#### TASK INSTRUCTIONS:
Print the line that contains "Each instance receives one point. Mark the stone outcrop" and every line that follows it in the data below, ending with the final line; include nothing else.

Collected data
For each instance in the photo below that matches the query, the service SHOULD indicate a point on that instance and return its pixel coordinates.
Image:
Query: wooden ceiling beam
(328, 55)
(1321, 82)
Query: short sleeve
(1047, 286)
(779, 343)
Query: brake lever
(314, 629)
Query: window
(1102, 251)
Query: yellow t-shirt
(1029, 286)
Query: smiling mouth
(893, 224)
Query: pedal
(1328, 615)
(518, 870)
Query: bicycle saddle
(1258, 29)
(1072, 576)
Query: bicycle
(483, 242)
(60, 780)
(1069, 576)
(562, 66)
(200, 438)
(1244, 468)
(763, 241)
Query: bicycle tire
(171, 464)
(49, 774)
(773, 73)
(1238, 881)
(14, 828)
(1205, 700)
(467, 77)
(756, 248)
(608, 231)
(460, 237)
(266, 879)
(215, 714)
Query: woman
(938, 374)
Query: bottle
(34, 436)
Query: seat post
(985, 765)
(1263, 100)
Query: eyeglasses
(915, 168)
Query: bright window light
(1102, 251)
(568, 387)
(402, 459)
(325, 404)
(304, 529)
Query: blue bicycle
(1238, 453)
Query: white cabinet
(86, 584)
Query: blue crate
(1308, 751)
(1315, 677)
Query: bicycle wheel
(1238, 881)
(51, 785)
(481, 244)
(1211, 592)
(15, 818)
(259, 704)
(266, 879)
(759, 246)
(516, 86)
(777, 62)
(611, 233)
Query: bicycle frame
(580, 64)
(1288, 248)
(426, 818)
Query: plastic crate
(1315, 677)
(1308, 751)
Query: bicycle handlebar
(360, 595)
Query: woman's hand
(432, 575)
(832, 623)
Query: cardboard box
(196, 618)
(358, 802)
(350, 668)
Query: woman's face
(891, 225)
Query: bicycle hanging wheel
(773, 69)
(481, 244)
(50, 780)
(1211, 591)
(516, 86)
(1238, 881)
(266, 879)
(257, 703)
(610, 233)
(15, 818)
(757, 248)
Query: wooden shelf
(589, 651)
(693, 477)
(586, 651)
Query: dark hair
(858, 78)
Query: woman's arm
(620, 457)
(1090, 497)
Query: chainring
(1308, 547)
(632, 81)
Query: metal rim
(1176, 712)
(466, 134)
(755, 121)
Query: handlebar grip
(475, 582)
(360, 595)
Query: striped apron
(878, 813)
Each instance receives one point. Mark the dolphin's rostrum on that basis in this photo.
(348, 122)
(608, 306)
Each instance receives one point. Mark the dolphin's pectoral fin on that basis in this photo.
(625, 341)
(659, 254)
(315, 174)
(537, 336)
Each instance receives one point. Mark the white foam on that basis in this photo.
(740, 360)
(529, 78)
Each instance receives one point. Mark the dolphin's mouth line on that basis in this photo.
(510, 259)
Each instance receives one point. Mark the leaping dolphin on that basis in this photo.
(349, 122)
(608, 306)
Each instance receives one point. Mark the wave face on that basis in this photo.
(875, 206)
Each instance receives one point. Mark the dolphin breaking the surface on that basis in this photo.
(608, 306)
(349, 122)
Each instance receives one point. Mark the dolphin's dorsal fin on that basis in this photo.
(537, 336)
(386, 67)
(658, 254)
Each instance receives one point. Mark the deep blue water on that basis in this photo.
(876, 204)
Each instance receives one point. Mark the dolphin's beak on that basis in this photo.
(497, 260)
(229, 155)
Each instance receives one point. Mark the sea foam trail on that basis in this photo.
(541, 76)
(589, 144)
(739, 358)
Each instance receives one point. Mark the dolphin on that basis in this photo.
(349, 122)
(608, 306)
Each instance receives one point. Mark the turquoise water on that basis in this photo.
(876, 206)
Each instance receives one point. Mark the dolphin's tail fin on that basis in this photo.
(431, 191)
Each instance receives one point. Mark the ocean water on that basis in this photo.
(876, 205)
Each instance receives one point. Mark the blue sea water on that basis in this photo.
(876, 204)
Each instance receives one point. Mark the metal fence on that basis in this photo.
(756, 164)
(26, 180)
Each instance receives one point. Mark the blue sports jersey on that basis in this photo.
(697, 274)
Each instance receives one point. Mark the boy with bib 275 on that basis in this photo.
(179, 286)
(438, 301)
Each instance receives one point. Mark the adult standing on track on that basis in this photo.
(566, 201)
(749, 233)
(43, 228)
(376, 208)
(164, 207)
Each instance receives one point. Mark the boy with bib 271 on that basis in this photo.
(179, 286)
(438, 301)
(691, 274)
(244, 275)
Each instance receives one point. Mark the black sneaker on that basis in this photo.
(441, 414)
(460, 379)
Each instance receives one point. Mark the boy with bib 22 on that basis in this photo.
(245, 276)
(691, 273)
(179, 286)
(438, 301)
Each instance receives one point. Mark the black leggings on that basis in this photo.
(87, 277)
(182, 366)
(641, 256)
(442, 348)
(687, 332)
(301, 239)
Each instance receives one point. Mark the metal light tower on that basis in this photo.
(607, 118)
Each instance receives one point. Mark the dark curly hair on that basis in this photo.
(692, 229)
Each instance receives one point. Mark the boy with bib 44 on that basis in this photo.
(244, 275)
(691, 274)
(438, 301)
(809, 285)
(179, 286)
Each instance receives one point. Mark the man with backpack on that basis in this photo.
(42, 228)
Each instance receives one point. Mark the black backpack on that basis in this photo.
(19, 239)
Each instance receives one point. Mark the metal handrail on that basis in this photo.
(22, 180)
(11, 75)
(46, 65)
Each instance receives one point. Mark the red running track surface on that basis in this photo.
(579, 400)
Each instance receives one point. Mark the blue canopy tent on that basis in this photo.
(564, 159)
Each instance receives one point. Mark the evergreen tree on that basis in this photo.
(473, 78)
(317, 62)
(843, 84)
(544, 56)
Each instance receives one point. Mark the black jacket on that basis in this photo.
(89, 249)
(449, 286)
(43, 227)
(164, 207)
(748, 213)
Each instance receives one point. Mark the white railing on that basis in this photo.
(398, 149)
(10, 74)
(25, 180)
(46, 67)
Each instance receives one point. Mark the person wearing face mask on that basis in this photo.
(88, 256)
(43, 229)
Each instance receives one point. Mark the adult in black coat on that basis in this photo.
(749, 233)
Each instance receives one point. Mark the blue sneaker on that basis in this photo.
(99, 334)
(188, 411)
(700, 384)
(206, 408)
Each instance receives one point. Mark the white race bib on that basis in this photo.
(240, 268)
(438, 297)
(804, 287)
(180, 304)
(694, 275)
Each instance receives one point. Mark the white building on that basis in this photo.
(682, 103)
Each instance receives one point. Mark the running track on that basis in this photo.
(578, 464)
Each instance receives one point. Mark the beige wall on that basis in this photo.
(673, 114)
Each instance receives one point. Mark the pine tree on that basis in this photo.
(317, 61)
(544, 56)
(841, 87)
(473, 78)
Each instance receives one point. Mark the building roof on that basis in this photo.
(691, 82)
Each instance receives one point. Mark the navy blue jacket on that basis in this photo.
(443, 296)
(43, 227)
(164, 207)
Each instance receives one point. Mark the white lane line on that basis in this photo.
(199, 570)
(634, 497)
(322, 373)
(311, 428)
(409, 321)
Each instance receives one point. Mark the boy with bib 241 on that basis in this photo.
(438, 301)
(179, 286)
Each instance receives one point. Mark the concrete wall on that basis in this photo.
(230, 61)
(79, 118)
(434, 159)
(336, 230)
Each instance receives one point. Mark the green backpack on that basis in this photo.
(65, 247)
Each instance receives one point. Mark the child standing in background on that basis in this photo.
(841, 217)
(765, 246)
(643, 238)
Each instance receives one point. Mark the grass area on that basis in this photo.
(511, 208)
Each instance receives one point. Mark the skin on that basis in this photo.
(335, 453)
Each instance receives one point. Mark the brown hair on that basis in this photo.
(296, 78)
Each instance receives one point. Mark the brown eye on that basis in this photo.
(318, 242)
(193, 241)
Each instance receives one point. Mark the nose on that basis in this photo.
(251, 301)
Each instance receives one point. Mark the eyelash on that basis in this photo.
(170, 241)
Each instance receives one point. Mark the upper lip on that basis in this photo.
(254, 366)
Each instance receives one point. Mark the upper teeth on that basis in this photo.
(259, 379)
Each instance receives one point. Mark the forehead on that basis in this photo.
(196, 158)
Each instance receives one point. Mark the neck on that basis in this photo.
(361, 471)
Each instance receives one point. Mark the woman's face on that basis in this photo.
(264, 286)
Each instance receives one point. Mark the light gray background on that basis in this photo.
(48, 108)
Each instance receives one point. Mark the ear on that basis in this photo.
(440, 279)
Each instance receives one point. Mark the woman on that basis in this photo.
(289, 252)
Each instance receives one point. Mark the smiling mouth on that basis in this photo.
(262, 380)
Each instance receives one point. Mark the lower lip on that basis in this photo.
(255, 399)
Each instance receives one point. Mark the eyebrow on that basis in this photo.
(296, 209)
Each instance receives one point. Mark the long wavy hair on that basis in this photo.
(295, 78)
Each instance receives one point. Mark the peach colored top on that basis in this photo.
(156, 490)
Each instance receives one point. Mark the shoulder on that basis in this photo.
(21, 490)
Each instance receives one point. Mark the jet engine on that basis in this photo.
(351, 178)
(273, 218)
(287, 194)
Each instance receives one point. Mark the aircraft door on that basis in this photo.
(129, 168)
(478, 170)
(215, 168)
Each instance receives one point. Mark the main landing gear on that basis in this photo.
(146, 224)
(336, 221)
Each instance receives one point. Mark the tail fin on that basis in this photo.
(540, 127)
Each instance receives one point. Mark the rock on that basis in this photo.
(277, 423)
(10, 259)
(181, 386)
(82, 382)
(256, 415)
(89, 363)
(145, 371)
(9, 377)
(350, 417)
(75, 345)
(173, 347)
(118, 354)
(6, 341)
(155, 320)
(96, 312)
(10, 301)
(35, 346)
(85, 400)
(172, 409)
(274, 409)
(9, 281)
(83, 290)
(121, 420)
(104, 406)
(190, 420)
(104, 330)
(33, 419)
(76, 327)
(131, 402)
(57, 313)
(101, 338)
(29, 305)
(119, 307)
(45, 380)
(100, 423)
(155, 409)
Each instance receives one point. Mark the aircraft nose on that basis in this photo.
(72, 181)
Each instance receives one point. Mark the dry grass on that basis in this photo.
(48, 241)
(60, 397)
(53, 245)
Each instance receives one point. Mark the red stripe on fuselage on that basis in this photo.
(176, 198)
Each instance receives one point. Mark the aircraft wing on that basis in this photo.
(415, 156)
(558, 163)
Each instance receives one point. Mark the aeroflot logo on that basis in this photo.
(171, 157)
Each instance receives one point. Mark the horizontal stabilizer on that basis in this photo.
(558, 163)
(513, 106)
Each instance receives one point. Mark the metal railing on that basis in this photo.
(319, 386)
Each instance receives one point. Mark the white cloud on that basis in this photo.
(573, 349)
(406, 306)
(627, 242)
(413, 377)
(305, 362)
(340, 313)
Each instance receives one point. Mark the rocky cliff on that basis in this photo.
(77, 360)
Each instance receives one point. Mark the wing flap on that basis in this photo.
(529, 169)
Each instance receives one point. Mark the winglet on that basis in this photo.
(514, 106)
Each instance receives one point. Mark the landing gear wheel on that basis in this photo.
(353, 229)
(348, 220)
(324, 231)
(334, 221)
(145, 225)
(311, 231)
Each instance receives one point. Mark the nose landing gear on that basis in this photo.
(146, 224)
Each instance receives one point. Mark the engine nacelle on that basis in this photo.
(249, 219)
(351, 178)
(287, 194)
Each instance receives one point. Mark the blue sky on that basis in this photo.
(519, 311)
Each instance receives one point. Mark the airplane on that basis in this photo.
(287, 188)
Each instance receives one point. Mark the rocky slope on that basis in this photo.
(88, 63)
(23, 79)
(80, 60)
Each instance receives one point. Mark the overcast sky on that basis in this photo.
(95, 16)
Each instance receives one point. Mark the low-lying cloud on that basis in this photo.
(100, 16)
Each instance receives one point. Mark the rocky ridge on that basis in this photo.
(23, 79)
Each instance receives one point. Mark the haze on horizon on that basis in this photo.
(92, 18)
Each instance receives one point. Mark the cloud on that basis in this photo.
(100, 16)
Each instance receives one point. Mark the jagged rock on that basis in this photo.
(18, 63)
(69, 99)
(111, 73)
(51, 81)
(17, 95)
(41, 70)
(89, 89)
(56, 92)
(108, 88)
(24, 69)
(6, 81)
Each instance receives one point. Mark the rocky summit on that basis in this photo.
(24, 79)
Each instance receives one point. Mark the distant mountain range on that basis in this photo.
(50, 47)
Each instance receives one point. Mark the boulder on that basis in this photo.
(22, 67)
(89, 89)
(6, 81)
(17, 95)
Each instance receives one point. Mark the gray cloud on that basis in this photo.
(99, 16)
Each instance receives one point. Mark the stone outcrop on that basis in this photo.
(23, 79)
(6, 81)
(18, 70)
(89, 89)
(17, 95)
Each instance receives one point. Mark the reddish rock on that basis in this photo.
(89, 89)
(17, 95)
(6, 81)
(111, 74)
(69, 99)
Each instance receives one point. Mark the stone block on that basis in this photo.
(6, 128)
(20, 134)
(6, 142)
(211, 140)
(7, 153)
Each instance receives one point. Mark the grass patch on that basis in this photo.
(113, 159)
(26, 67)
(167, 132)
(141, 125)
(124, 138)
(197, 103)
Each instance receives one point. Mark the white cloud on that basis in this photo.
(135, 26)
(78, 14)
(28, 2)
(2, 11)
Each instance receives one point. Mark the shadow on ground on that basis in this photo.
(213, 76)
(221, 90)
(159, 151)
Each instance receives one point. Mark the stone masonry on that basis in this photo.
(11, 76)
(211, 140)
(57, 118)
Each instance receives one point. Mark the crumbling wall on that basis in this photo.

#### TASK SOLUTION:
Each instance receives one point. Mark the stone outcrop on that basis in this photo.
(23, 79)
(6, 81)
(18, 70)
(89, 89)
(17, 95)
Each instance receives one point. Mark the reddish rock on that basis in this photo.
(89, 89)
(17, 95)
(6, 81)
(111, 74)
(69, 99)
Each instance receives one point. Mark the stone block on that basis in this photo.
(6, 128)
(20, 134)
(6, 142)
(211, 140)
(7, 153)
Each instance receives one point. Mark the grass patch on that basis in this photo.
(113, 159)
(26, 67)
(167, 132)
(141, 125)
(124, 138)
(197, 103)
Each instance receives one point. Mark the white cloud on that basis in this photo.
(135, 26)
(78, 14)
(28, 2)
(2, 11)
Each instance receives one point. Mark the shadow on ground on that basis in this photo.
(213, 76)
(221, 90)
(159, 151)
Each instance receives one point. Mark the stone masonry on that basis in this photo.
(11, 76)
(211, 140)
(57, 118)
Each instance receives one point. Mark the crumbling wall on that basis in this photo.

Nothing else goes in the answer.